AIM OF THE TASK: Filter the rows below, keeping only the lines that contain the word "Target".

DATASET ROWS:
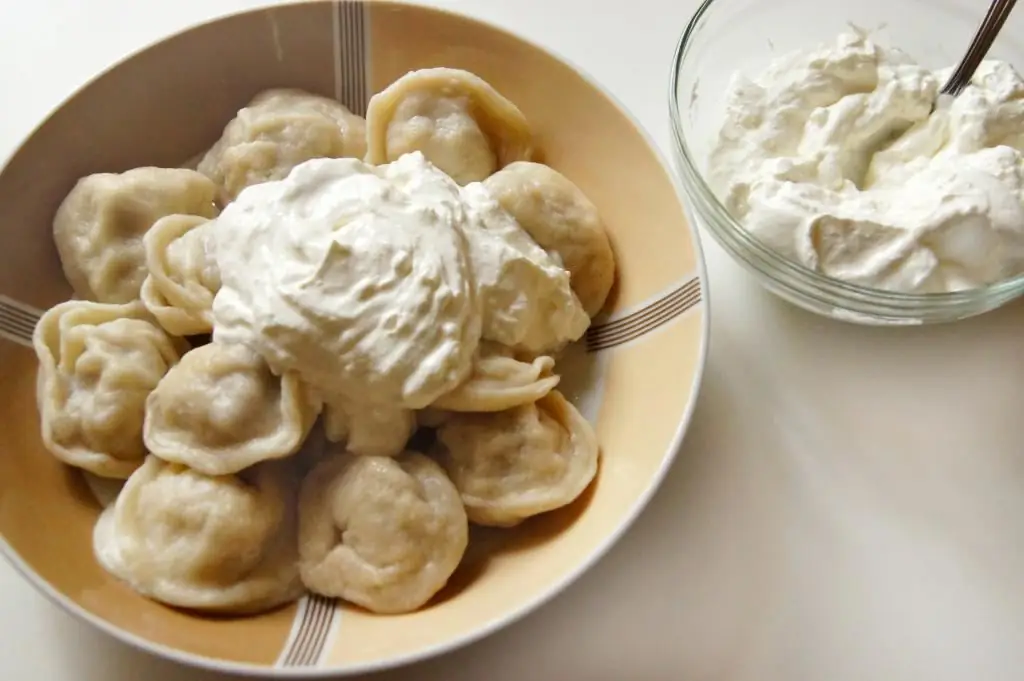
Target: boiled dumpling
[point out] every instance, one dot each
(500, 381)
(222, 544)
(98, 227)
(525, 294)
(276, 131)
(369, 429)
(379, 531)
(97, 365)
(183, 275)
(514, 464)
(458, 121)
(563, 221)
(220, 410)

...

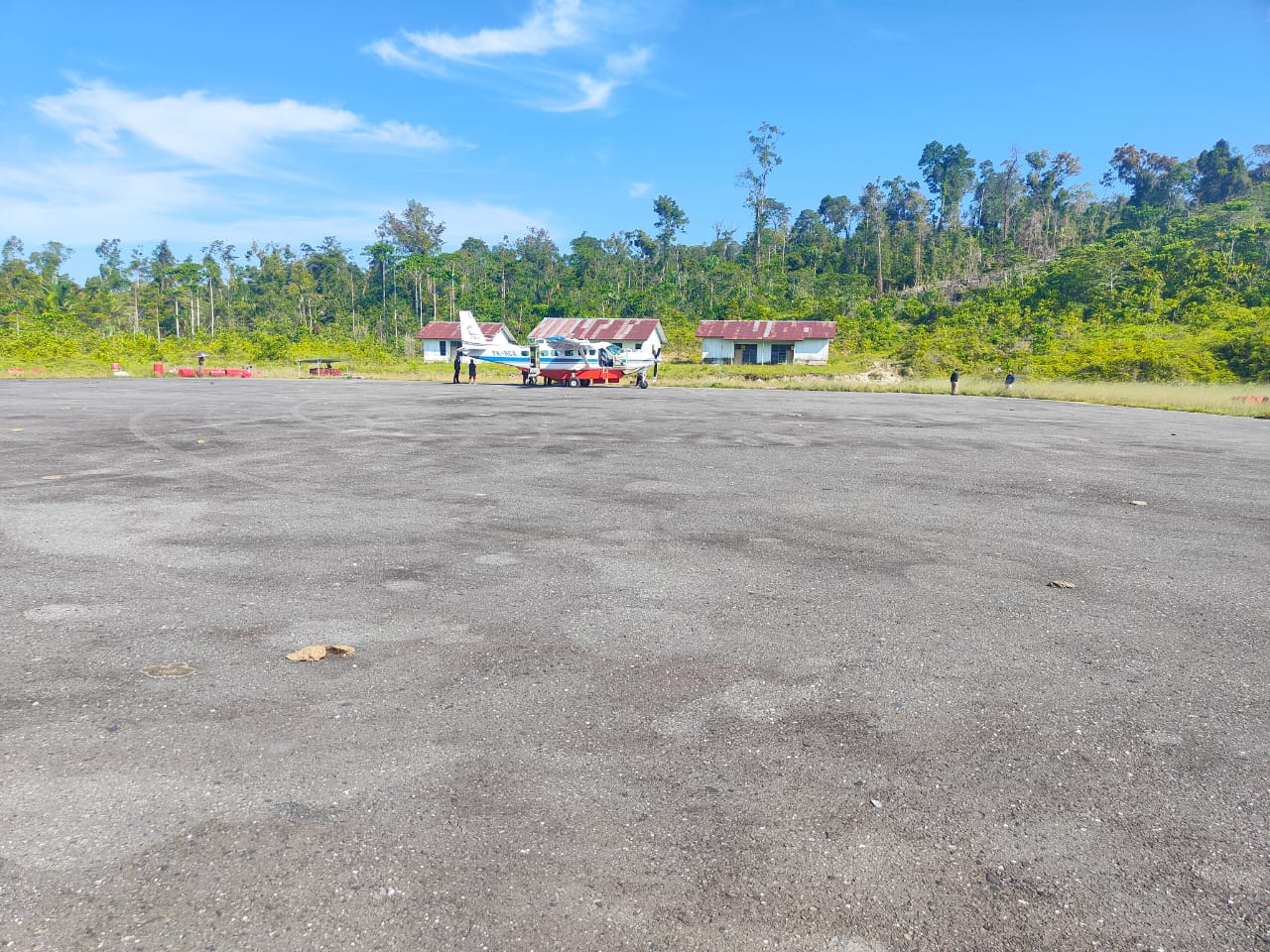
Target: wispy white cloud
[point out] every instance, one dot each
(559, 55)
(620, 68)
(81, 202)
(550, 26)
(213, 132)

...

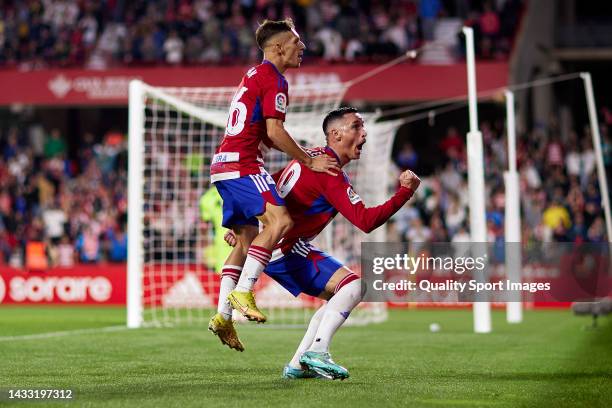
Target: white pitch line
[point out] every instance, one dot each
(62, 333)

WRITTEN ANSWER:
Target: boiled dumpling
Target: wispy white cloud
Target: white pitch line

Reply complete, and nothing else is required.